▸ Problem to solve: From the listing that follows, extract every line and set it down unaltered.

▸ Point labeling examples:
·····
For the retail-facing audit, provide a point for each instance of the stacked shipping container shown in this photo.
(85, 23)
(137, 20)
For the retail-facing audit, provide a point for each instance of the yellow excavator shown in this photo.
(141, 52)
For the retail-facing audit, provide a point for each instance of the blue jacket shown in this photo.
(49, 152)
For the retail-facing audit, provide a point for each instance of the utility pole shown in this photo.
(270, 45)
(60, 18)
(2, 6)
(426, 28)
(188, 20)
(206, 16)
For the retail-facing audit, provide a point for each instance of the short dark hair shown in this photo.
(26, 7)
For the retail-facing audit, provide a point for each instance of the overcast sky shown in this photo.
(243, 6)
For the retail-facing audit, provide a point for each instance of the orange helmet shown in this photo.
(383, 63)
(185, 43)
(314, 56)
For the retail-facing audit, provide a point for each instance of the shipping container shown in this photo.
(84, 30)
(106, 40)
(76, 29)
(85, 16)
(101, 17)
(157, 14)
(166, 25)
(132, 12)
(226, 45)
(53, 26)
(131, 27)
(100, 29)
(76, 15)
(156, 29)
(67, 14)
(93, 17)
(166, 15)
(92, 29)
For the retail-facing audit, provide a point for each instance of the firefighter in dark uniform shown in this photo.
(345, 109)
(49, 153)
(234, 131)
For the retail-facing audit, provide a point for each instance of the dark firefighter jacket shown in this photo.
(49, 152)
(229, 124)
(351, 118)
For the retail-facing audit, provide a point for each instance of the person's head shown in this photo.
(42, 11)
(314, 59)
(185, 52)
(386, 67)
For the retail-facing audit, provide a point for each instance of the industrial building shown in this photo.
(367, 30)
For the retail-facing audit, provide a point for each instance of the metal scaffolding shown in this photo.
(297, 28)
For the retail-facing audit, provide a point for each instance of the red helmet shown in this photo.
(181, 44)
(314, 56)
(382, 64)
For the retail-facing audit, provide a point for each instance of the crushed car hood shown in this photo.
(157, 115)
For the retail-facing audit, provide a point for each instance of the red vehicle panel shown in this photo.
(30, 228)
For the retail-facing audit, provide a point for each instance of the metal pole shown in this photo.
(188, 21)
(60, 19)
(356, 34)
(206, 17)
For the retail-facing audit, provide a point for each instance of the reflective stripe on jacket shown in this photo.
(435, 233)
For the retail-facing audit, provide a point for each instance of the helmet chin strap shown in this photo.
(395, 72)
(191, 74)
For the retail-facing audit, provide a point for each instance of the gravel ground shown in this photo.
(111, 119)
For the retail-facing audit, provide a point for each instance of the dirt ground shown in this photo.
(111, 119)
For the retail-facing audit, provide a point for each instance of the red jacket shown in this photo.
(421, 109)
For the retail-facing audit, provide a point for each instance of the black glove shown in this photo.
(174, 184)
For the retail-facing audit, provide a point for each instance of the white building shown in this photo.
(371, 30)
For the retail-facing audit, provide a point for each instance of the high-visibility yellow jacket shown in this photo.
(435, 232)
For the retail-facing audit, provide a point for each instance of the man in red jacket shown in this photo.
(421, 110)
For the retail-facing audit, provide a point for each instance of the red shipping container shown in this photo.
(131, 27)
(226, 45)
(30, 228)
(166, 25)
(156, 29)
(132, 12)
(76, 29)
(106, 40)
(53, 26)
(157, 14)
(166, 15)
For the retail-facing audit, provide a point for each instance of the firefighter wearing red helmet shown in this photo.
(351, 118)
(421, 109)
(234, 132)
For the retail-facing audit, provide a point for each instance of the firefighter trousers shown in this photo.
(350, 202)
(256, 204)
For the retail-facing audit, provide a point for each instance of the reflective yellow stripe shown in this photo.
·····
▸ Correct answer:
For the retail-facing audit, provide a point for each instance of the stacked shipping container shown in this photo.
(85, 23)
(137, 20)
For the retail-facing audit, provide a point for each instance of the yellow excavator shown in this photo.
(141, 52)
For the retail-facing audit, provide a point for each instance of the blue jacket shown in this photo.
(49, 152)
For the retail-facing audit, provide a point for each instance of the utility pole shown in this photo.
(270, 45)
(60, 18)
(2, 6)
(426, 28)
(188, 20)
(206, 16)
For the retail-facing audit, provide a point for each instance of the short dark hair shown in this photo.
(26, 7)
For the retail-facing audit, provide a point for each instance of the overcast sky shown in this photo.
(243, 6)
For the retail-facing audit, provide a point for each instance of the orange helmet shown in this photo.
(383, 63)
(185, 43)
(314, 56)
For the retail-facing audit, provide a point for each instance of the shipping container shown in this photo.
(84, 30)
(106, 40)
(76, 29)
(85, 16)
(101, 17)
(157, 14)
(166, 25)
(132, 12)
(226, 45)
(53, 26)
(131, 27)
(100, 29)
(76, 15)
(156, 29)
(67, 14)
(93, 17)
(166, 15)
(92, 29)
For the retail-facing audit, provide a point for each instance of the firefighter in dark uniform shown in this photo.
(345, 109)
(49, 153)
(234, 131)
For the retail-facing audit, provide a point for each instance of the dark firefighter jacket shown in this photo.
(49, 152)
(229, 124)
(351, 118)
For the retail-facing audit, provide a point for each instance of the person's head shown in this photo.
(42, 11)
(314, 59)
(185, 52)
(386, 67)
For the retail-facing audit, provide a point for each instance of the industrial building shown in this photo.
(367, 30)
For the retail-facing audit, provide a point for each instance of the metal scaffolding shown in this photo.
(297, 28)
For the retail-facing audit, provide a point for each instance of the red helmet shown in this photo.
(181, 44)
(314, 56)
(382, 64)
For the retail-facing audit, provide a point for each instance of the crushed car hood shown in this photo.
(157, 115)
For the retail-facing audit, provide a point for each instance of the red vehicle panel shown in this photo.
(30, 228)
For the retail-facing audit, provide a point for each instance of the metal pole shown in this photo.
(188, 21)
(60, 19)
(356, 34)
(206, 17)
For the retail-facing audit, provide a point for each instance of the reflective stripe on jacket shown in this photo.
(435, 233)
For the retail-facing audit, provide a point for each instance of the helmet chin strap shown in this photo.
(395, 72)
(191, 74)
For the retail-facing audit, provide a point for each instance of the gravel ground shown in this photo.
(111, 119)
For the retail-facing audit, provide a point for each instance of the dirt ground shown in this photo.
(111, 119)
For the retail-facing audit, provide a point for each instance of the red jacket shown in this photo.
(421, 109)
For the retail-facing audit, provide a point for each instance of the black glove shown in this photo.
(174, 184)
For the retail-facing audit, provide a point for each instance of the white building shown in this photo.
(371, 30)
For the retail-facing audit, provide a point for each instance of the high-visibility yellow jacket shown in this photo.
(435, 232)
For the retail-facing audit, provide a point for each instance of the man in red jacket shown in this photo.
(421, 110)
For the retail-facing audit, provide a point for each instance of the red shipping container shown in this photo.
(131, 27)
(226, 45)
(30, 228)
(166, 25)
(156, 29)
(132, 12)
(76, 29)
(106, 40)
(53, 26)
(157, 14)
(166, 15)
For the retail-facing audit, provide a point for each instance of the firefighter wearing red helmet shown in this photo.
(351, 118)
(421, 109)
(234, 132)
For the retail-facing audit, provide a point for each instance of the firefighter trousers shown in this photo.
(350, 202)
(256, 204)
For the retail-facing audit, provide a point for each instance of the reflective yellow stripe shown in this photo.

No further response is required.